:: Brano del documento ::
☆ ☆ ☆ ☆ ☆

Il cammino cristiano è un incontro vivo con qualcuno che ci ama oltre misura e ci aiuta a scoprire la nostra stessa essenza, la nostra più genuina originalità. È la gioia di scoprire che siamo frutto di un amore senza misura.

Telos: Sacerdoti del Sacro Cuore di Gesù, ma vi presentate come Padri Dehoniani. Perchè?

Carlos Luis Suárez: Il nostro appellativo -Dehoniani- nasce dal nome del fondatore della nostra Congregazione, il sacerdote francese Léon Dehon che, nel 1878, diede vita al nostro istituto, motivato dalla promozione del regno del Cuore di Gesù nelle anime e nelle società. Molto impegnato nell'insegnamento sociale di Papa Leone XIII (autore dell'enciclica Rerum Novarum), P. Dehon ha vissuto la sua vita cristiana e il suo ministero a partire da una spiritualità riparatrice di fronte all'Amore non amato. Uomo del Vangelo e di profonda vita eucaristica, P. Dehon, da un'attenta vita interiore, si impegnò in settori diversi come l'insegnamento nelle scuole, l'apostolato sociale nelle fabbriche, i mezzi di comunicazione e le missioni lontane, per citare solo alcuni campi del suo apostolato. Dalla sua esperienza di fede, oggi comprendiamo, come dicono le nostre Costituzioni, che il nostro Fondatore si aspetta che i suoi religiosi siano “servitori della riconciliazione e profeti dell'amore” a partire dalla vita fraterna e dalla diversità dei compiti a servizio del Vangelo. L’appellativo dehoniani non si riferisce solo ai religiosi, ma anche a tante altre persone, laici e consacrati, che si sono sintonizzati spiritualmente con il carisma di P. Dehon. E lui non appartiene alla Congregazione, ma alla Chiesa. Quindi, tutti insieme, formiamo la Famiglia Dehoniana.

Superiore Generale della Congregazione. Lo scorso 27 giugno Papa Francesco ha ricevuto in udienza i partecipanti al XXV Capitolo Generale della Congregazione, e nel suo saluto ha scherzato dicendo “confermato per un secondo mandato – non hai fatto male, se ti hanno rieletto!” Quali sono i compiti Superiore Generale, come ha interpretato fino ad oggi questo ruolo, e cosa si aspetta dai prossimi sei anni?

☆ ☆ ☆ ☆ ☆

:: Dati forniti ::
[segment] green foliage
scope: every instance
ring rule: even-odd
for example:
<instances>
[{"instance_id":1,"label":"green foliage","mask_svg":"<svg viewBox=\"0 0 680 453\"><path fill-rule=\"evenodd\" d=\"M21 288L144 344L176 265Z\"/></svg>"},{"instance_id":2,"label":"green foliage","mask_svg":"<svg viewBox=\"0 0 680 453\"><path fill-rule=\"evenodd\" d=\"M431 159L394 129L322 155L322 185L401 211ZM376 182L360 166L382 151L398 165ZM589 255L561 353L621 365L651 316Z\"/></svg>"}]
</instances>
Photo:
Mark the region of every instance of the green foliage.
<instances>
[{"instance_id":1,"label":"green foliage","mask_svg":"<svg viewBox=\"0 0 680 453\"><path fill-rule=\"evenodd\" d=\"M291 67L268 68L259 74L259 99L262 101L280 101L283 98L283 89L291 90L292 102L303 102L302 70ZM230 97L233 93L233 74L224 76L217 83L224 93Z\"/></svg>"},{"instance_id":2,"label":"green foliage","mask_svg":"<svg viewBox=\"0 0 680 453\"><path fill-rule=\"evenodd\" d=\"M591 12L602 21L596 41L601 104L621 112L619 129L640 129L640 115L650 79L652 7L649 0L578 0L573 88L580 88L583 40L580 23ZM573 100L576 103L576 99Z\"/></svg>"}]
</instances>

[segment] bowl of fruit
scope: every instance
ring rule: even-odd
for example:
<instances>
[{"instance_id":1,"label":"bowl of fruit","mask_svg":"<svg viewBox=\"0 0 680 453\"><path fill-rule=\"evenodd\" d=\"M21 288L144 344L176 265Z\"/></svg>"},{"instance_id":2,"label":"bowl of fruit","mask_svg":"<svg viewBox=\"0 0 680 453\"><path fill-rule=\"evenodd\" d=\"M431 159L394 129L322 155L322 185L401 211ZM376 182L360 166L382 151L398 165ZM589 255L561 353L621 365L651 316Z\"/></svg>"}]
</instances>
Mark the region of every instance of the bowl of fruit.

☆ ☆ ☆ ☆ ☆

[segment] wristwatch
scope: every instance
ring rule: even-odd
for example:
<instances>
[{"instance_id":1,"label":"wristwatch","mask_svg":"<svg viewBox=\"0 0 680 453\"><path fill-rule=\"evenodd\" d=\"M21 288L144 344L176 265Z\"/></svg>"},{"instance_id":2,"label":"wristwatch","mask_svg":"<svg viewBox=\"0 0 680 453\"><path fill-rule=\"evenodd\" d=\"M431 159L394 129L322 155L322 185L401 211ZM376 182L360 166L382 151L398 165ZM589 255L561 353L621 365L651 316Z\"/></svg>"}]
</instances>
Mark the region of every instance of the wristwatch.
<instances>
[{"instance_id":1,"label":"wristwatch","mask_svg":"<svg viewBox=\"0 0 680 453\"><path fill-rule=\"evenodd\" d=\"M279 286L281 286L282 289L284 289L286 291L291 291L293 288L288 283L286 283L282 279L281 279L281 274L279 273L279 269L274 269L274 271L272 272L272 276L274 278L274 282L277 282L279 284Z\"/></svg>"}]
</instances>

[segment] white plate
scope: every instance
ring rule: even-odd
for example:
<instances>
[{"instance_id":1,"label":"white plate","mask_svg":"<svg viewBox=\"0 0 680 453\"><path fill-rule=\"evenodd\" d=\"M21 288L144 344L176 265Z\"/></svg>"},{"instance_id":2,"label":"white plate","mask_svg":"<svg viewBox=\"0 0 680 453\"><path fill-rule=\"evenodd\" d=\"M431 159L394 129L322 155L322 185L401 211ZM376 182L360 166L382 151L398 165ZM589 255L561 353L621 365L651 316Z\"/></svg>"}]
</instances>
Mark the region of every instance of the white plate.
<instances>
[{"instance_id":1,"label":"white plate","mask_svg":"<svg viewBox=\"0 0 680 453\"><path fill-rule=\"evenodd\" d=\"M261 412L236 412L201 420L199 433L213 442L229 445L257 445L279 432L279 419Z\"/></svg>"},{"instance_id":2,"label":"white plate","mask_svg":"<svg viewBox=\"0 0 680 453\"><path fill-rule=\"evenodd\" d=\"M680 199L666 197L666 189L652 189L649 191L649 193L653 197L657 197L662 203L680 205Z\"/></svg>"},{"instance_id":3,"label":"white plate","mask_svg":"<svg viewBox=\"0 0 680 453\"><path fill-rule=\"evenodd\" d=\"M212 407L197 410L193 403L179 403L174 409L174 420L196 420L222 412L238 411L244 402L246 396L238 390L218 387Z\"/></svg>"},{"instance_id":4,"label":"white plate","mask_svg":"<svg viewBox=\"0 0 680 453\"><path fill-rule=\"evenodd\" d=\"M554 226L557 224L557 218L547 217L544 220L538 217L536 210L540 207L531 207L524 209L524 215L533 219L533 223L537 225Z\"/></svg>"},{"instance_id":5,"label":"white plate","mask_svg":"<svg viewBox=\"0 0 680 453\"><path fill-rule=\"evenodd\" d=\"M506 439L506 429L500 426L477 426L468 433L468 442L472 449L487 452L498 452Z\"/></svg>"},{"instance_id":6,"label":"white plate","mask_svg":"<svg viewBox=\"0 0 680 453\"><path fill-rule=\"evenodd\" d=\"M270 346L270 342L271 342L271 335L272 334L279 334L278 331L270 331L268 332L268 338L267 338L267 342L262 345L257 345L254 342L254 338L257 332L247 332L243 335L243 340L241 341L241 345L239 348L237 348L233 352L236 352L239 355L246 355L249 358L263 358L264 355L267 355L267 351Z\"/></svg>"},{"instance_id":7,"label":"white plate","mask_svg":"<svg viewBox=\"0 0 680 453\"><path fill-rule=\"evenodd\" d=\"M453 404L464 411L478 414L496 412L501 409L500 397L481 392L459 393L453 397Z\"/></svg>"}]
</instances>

☆ ☆ ☆ ☆ ☆

:: Istruzioni ::
[1] Secondo il brano sui Padri Dehoniani, in che anno Léon Dehon diede vita all'istituto?
[2] Continua il brano sui Padri Dehoniani dopo l'ultima domanda riportata.

:: Risposte ::
[1] Nel 1878.

[2]
La gentile battuta del Santo Padre voglio interpretarla, non tanto come una frase di compiacimento, ma come un incoraggiamento paterno a mantenere vivo e crescente il lavoro di squadra. Ci sentiamo discepoli e dobbiamo continuare a imparare a rispondere nel miglior modo possibile alle sfide che incontriamo ovunque siamo, svolgendo il nostro apostolato. In questo senso, compito del superiore generale è servire la comunione tra i religiosi che compongono la Congregazione e promuovere tutto ciò che ci aiuta a vivere in fedeltà creativa il carisma che condividiamo. Negli ultimi sei anni ho incontrato i religiosi nei 45 Paesi dove la Congregazione è presente. Oggi siamo circa 2.200. Aver potuto dialogare con loro è stata scuola viva: mi hanno aiutato a capire meglio cos'è la nostra Congregazione. Diventare sempre più consapevoli del corpo che formiamo è stata una costante in tutte le visite. Dobbiamo restare agili, attenti, disponibili. Altrimenti questo corpo, sempre parte della Chiesa, perderebbe la sua ragion d'essere.  In questo senso siamo grati ai tanti confratelli che rendono visibili tutti gli elementi essenziali della nostra vocazione. Mi commuove ricordare la testimonianza di solidarietà dei nostri religiosi a Irpin-Kiev, in Ucraina, o nei campi profughi di Ngote, nell’est della R.D. del Congo. Allo stesso modo, penso a coloro che, insieme a tanti altri collaboratori, si dedicano a compiti educativi in Paesi e contesti diversi come quelli dell'Indonesia, del Ciad o tra i Lakota negli Stati Uniti. Come questi, tanti altri luoghi e tanti altri modi di vivere e condividere la fede e la vita nella missione di ogni giorno. E non solo lontano, ma anche qui, a Roma, dove i parrocchiani di Cristo Re, ad esempio, vivono una solidarietà calda portando a un buon numero di senzatetto, non solo cibo, ma tanto affetto.

Spagnolo di nascita, ma venezuelano per missione. Il Venezuela è la sua Regione di appartenenza. Ci spiega cosa significa in pratica, ma soprattutto cosa ha significato per lei?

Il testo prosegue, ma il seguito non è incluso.